◆ **Extracted information**:
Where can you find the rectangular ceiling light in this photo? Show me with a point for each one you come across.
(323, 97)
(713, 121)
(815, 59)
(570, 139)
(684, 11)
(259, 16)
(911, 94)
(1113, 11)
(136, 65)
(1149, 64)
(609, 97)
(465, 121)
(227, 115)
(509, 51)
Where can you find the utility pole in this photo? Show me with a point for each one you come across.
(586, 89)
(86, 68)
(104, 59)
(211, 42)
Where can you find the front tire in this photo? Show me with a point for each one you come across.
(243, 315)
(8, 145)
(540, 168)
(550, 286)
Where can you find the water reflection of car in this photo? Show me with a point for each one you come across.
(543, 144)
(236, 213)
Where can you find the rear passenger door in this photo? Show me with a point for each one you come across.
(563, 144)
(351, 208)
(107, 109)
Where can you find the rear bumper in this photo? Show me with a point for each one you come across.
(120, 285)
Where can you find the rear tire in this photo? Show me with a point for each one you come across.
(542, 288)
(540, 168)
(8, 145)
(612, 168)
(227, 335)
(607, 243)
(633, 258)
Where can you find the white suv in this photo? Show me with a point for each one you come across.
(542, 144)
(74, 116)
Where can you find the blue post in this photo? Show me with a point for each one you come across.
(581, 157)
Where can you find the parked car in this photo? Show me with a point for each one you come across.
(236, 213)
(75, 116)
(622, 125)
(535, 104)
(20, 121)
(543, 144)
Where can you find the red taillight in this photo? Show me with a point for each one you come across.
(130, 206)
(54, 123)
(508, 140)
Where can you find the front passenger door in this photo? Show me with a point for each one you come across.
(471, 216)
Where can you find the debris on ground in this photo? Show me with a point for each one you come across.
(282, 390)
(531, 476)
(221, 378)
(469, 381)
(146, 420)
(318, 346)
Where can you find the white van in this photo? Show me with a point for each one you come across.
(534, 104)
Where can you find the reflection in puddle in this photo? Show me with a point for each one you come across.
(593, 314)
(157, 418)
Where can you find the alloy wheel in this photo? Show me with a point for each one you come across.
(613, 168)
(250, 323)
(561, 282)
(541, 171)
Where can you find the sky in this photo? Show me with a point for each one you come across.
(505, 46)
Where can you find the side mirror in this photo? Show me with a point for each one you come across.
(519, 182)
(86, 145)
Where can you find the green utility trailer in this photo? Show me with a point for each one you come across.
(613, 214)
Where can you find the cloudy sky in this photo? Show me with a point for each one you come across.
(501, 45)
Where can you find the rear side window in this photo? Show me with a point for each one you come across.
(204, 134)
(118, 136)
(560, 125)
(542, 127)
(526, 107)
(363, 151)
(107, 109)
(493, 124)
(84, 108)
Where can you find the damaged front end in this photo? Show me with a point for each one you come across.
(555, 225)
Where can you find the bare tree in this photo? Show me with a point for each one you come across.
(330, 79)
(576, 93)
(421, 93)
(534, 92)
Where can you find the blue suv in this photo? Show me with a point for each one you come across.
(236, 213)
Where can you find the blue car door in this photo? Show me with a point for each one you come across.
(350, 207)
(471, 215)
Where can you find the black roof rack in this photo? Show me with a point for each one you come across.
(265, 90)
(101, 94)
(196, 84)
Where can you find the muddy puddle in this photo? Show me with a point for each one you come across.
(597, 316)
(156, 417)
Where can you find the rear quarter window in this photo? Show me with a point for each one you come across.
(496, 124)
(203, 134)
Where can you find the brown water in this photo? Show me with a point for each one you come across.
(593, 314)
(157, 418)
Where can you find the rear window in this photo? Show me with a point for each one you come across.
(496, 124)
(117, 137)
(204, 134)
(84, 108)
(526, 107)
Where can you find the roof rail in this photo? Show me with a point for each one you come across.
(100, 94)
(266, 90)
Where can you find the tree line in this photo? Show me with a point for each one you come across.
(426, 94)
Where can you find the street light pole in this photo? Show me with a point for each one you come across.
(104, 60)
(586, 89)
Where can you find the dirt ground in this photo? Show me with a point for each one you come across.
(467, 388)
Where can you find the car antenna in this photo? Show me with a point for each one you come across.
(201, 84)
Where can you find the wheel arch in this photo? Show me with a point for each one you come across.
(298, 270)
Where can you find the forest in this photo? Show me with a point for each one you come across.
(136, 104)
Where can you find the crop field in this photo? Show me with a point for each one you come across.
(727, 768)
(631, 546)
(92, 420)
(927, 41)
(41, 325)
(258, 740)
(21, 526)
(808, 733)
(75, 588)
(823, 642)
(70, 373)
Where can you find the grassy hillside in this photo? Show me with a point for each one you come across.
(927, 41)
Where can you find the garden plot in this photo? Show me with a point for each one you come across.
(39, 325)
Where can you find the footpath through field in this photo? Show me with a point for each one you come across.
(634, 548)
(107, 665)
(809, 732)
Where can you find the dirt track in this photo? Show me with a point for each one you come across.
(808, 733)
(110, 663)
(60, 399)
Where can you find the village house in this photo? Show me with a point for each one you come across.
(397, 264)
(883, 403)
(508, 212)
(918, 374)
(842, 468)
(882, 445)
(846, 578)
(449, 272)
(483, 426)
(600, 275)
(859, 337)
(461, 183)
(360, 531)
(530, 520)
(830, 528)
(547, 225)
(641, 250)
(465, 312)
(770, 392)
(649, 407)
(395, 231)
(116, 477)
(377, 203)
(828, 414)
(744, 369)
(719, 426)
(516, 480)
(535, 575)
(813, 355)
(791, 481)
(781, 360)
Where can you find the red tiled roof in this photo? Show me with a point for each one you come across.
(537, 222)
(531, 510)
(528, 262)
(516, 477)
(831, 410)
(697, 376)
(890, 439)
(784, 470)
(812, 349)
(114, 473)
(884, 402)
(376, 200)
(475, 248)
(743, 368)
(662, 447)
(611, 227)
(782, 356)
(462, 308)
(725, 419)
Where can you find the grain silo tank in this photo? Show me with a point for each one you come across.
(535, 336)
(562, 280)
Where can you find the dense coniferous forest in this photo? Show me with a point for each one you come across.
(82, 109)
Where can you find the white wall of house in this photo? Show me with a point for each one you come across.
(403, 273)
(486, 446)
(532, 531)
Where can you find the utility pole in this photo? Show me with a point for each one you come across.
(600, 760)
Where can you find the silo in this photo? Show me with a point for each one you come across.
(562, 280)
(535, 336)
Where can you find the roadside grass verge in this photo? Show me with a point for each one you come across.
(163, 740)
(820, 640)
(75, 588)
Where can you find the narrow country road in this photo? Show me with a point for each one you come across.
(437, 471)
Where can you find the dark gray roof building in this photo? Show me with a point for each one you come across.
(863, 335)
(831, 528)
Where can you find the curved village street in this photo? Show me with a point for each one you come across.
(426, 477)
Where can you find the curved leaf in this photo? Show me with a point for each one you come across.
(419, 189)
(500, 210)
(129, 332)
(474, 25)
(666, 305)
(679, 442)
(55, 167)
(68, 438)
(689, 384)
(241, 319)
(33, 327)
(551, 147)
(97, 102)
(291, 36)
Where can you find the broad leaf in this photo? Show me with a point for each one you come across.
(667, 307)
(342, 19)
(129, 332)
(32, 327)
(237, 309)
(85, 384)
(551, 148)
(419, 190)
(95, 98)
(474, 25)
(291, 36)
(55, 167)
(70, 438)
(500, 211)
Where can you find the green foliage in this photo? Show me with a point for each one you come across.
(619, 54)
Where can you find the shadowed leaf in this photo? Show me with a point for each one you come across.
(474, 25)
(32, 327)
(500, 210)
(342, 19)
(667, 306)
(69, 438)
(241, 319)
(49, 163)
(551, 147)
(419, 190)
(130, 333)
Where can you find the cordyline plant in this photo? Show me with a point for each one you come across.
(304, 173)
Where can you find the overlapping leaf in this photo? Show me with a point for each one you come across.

◆ **Task**: The entries above should be repeated exactly, every one of them.

◆ **Solution to this exercise**:
Where can you find the rectangular ceiling light in this photo? Show me with a point for each one you come across.
(323, 97)
(713, 121)
(815, 59)
(570, 139)
(684, 11)
(259, 16)
(911, 94)
(1113, 11)
(136, 65)
(1149, 64)
(609, 97)
(465, 121)
(227, 115)
(509, 51)
Where can you find the utility pole in this photo? Show me with a point for each one you come across.
(586, 89)
(86, 68)
(104, 59)
(211, 42)
Where can you find the front tire in this photo? Show me with a point for each one you come across.
(243, 315)
(8, 145)
(540, 168)
(550, 286)
Where can you find the water reflection of car in this photo? Show me with a point for each one you come across.
(543, 144)
(236, 213)
Where can you find the rear passenger door in this photo? Show me with a point for each one you come across.
(563, 144)
(351, 208)
(107, 109)
Where can you find the rear bumper in this photo? Show me with a point for each one you come across.
(120, 285)
Where can you find the rear tire in this photo? Show me with a point for each one you come across.
(542, 288)
(540, 168)
(8, 145)
(612, 168)
(227, 335)
(607, 243)
(633, 258)
Where can you find the white suv in this photo? Show me with a point for each one you come across.
(542, 144)
(74, 116)
Where can you find the blue post in this photo? Show me with a point for each one you come across.
(581, 157)
Where can you find the parked car in this photo? Show me with a point for each one you come across.
(236, 213)
(75, 116)
(622, 125)
(535, 104)
(20, 121)
(543, 144)
Where can you find the red taillight in this photo? Show me with a point for each one you come across.
(130, 206)
(54, 123)
(508, 140)
Where can you find the front passenger door in this photo? Show me with a point for each one you come across.
(471, 216)
Where can you find the debris on ground in this photo? Show me with a point for each one you come across.
(282, 390)
(531, 476)
(221, 378)
(469, 381)
(146, 420)
(318, 346)
Where can you find the white van in this photo? Show me with a point for each one you come across.
(534, 104)
Where can you find the reflection in puddle in this photo? Show me with a point for each one you come across.
(593, 314)
(157, 418)
Where can you find the alloy wheel in this photo? Show me with a point for each one you come across.
(613, 168)
(250, 323)
(561, 282)
(541, 171)
Where can you find the sky in this photo? Show me with a point for each one you come across.
(505, 46)
Where can you find the side mirror in this photo? Show me with a point for each one you come across.
(519, 182)
(86, 145)
Where can you find the green utility trailer in this photo? Show me with a point for each one you come across.
(613, 214)
Where can you find the cloudy sky in this photo? Show me with a point for each one you come across.
(501, 45)
Where can you find the rear side window in this photo? Show me with a point for each one you come across.
(204, 134)
(118, 136)
(560, 125)
(542, 127)
(526, 107)
(363, 151)
(107, 109)
(493, 124)
(84, 108)
Where can you find the damaged front end in this photo? Show me with a point for each one you come across.
(555, 225)
Where can you find the bare tree in this photo? Show me with a point for each one you come across.
(330, 79)
(576, 93)
(421, 93)
(534, 92)
Where can you find the blue suv in this photo? Show me with a point for each one you come across.
(236, 213)
Where can you find the blue car door in this photo? Show me with a point for each one you come across.
(350, 207)
(471, 215)
Where can you find the black roof rack in this photo? Show me with a point for each one you come across.
(265, 90)
(101, 94)
(196, 84)
Where can you find the muddy puddle in this photo? Show me with a point for each one you come across.
(597, 316)
(156, 417)
Where can you find the rear quarter window in this photo? Show me with a point for each one you come across.
(496, 124)
(203, 134)
Where can you find the brown water in this photo? Show me with a point for each one you come across.
(593, 314)
(157, 418)
Where can you find the rear window in this photo? Show me with a point for each one you come across.
(496, 124)
(117, 137)
(204, 134)
(84, 108)
(526, 107)
Where can you find the roof rail in this photo? Show me with a point for each one you come across.
(100, 94)
(266, 90)
Where can you find the tree line in this photo? Show me with a point for each one you come across.
(426, 94)
Where can you find the street light pole in this photo? Show me with a point for each one you come across.
(104, 60)
(586, 89)
Where can you find the dirt ground in this photo? Show me with a point for each one you come across.
(467, 388)
Where can you find the car antenna in this photo? Show me with a point for each one you come across.
(201, 84)
Where can you find the wheel arch in this photo? Show me with a point for each one you come across.
(298, 270)
Where can you find the forest in this photo? Show me with a point for each one you come across.
(136, 104)
Where can you find the crop field in this photo? Show me with a point for each one you come across.
(727, 768)
(631, 546)
(92, 420)
(927, 41)
(41, 325)
(258, 740)
(21, 526)
(808, 733)
(75, 588)
(823, 642)
(70, 373)
Where can you find the grassy hillside in this photo? Show me with a point for each one you come across.
(927, 41)
Where can you find the garden plot in this photo? Show me with a point for each one you come across.
(39, 325)
Where can you find the footpath through field in this photo? Show me with a point for each one you come across.
(634, 548)
(107, 665)
(809, 732)
Where can you find the dirt track in this photo? Show me with a point for each one you come across.
(808, 733)
(110, 663)
(60, 399)
Where can you find the village house in this photo? Show me with a point for each one you come across.
(397, 264)
(883, 403)
(508, 212)
(918, 374)
(842, 468)
(882, 445)
(846, 578)
(449, 272)
(483, 426)
(600, 275)
(859, 337)
(461, 183)
(360, 531)
(530, 520)
(830, 528)
(547, 225)
(641, 250)
(465, 312)
(770, 392)
(649, 407)
(395, 231)
(116, 477)
(377, 203)
(828, 414)
(744, 369)
(719, 426)
(516, 480)
(535, 575)
(813, 355)
(791, 481)
(781, 360)
Where can you find the red tiled roof in this photo? Show me with a point for each one you come across.
(537, 222)
(531, 510)
(528, 262)
(516, 477)
(831, 410)
(697, 376)
(890, 439)
(784, 470)
(812, 349)
(114, 473)
(884, 402)
(376, 200)
(475, 248)
(743, 368)
(662, 447)
(611, 227)
(782, 356)
(462, 308)
(725, 419)
Where can you find the grain silo tank in this photo? Show me with a point for each one you come across.
(535, 336)
(562, 280)
Where can you find the dense coniferous forest in this photo? Show me with a point for each one you come across.
(82, 109)
Where can you find the white wall of house in this photo? Show me with a point for each one you come across.
(403, 273)
(486, 446)
(532, 531)
Where can you find the utility pole in this photo? Show me with a point for each one you come across.
(600, 760)
Where can you find the silo in this photo? Show me with a point for each one you come across.
(562, 280)
(535, 336)
Where can you find the roadside grass verge in this photo? Show me with a point for each one you come across.
(163, 740)
(820, 640)
(75, 588)
Where can you find the narrow country road in this photo? Show me with a point for each one you come across.
(437, 471)
Where can you find the dark gray roof building in this photo? Show me with a point for each one you come across.
(863, 335)
(831, 528)
Where can you find the curved village street in this photo? Show me with a point for each one you come across.
(426, 477)
Where can you find the curved leaf in this photo? Show me with a point for each one you come across.
(419, 189)
(500, 210)
(129, 332)
(474, 25)
(666, 305)
(679, 442)
(55, 167)
(68, 438)
(689, 384)
(241, 319)
(33, 327)
(551, 147)
(97, 102)
(291, 36)
Where can you find the broad leaf in this photo? Show me with a point for each one you come across.
(667, 307)
(342, 19)
(129, 332)
(32, 327)
(237, 309)
(85, 384)
(551, 148)
(419, 190)
(95, 98)
(474, 25)
(291, 36)
(55, 167)
(70, 438)
(500, 211)
Where can you find the green foliage in this photo? Show me with a point for each one you come across.
(619, 54)
Where can you find the shadowed leaf in this photo? Show me with a point for each one you come across.
(474, 25)
(32, 327)
(500, 210)
(342, 19)
(667, 306)
(69, 438)
(241, 319)
(49, 163)
(551, 147)
(419, 190)
(130, 333)
Where can you find the cordyline plant in this photo? Show me with a point for each one you come across.
(304, 173)
Where can you find the overlapping leaf in this photo? Show me with a point for each one you come across.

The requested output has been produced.